DATA PROVIDED:
※ ※ ※

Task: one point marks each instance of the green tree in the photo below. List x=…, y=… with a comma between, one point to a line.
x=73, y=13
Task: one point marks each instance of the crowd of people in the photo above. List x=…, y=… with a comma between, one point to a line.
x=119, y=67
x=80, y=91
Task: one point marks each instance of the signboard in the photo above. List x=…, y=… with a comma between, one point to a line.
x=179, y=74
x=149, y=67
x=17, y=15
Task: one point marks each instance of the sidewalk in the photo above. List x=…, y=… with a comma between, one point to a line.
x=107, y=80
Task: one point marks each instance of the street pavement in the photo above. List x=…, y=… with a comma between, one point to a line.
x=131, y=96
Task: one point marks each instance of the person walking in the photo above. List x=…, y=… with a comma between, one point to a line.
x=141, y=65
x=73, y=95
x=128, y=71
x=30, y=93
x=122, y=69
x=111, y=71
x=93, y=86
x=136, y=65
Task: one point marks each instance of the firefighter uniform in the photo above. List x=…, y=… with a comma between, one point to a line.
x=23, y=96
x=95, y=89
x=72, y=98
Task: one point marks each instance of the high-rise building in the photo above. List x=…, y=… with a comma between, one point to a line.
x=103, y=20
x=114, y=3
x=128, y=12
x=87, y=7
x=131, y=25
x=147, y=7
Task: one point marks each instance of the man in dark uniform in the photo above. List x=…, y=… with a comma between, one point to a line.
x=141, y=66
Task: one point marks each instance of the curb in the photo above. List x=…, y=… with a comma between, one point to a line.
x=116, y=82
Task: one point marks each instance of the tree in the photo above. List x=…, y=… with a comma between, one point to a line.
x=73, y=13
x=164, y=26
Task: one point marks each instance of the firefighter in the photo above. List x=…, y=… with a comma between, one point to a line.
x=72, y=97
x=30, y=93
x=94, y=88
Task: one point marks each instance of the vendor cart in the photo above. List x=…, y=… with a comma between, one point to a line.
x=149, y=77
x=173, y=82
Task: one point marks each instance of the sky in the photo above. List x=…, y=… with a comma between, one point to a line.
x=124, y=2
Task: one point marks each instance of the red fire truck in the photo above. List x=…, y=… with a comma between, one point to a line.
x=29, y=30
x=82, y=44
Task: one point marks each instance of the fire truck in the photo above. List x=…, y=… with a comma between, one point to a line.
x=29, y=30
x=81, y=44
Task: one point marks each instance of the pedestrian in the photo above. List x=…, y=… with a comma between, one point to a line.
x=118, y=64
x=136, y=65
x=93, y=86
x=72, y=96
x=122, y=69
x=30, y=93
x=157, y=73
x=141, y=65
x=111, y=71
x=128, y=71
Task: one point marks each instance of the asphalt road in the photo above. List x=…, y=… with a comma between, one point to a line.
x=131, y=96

※ ※ ※

Reproduce every item above word for word, keeping each line unchanged and in the same order.

Task: one point marks each instance of the green tree in the photo below. List x=…, y=… with a comma between, one point to a line.
x=73, y=13
Task: one point marks each instance of the crowd of people in the photo above. List x=…, y=… with a comma between, one point to a line.
x=119, y=67
x=80, y=91
Task: one point marks each instance of the signboard in the photo above. List x=…, y=… with a comma between, one point to a line.
x=179, y=74
x=149, y=67
x=17, y=15
Task: one point marks each instance of the sidewalk in the photo above. List x=…, y=… with a comma between, one point to a line.
x=107, y=80
Task: one point marks each instance of the street pavement in the photo above. List x=…, y=… with a comma between, one point to a line.
x=131, y=96
Task: one point marks each instance of the person walking in the photo above. List x=…, y=… with a comma between, one point to a line.
x=141, y=65
x=73, y=95
x=128, y=71
x=30, y=93
x=122, y=69
x=111, y=71
x=93, y=86
x=136, y=65
Task: one point marks each instance of the firefighter uniform in the photo above. List x=…, y=… with a comma between, one point to a line.
x=23, y=96
x=95, y=89
x=72, y=98
Task: one point marks each instance of the high-rise building in the photo above. List x=…, y=… with a comma between, one point to a line.
x=103, y=20
x=114, y=3
x=128, y=12
x=87, y=7
x=131, y=25
x=147, y=7
Task: one point marks each instance of the man in dark uniform in the photo above. List x=…, y=… with a comma between, one point to a line.
x=141, y=66
Task: one point marks each instance of the curb in the photo above. List x=…, y=… with a comma between, one point to a line.
x=116, y=82
Task: one point marks each instance of the tree in the photo above. List x=…, y=… with a comma between, one point to a line.
x=73, y=13
x=164, y=26
Task: one point marks each instance of the firefighter in the photo above. List x=…, y=… with a comma between, one point to a line.
x=72, y=97
x=30, y=93
x=94, y=88
Task: one point marks each instance of the vendor cart in the photo above. List x=…, y=… with a comma between, one point to a line.
x=149, y=77
x=173, y=82
Task: one point marks each instance of the sky in the photo above. List x=…, y=… with a comma between, one point to a line.
x=124, y=2
Task: one point marks each instance of the red fire truck in the photo above. List x=…, y=… with a comma between, one point to a line.
x=29, y=30
x=82, y=44
Task: one point marks each instance of the fire truck in the photo above. List x=…, y=… with a comma between, one point to a line.
x=29, y=30
x=81, y=44
Task: one point marks each instance of the pedestrian in the photo above. List x=…, y=… with a comma between, one point to a line.
x=118, y=64
x=136, y=65
x=93, y=86
x=72, y=96
x=122, y=69
x=30, y=93
x=157, y=73
x=141, y=65
x=111, y=71
x=128, y=71
Task: one point marks each instance of the asphalt road in the photo above. List x=…, y=… with a comma between, one point to a line.
x=131, y=96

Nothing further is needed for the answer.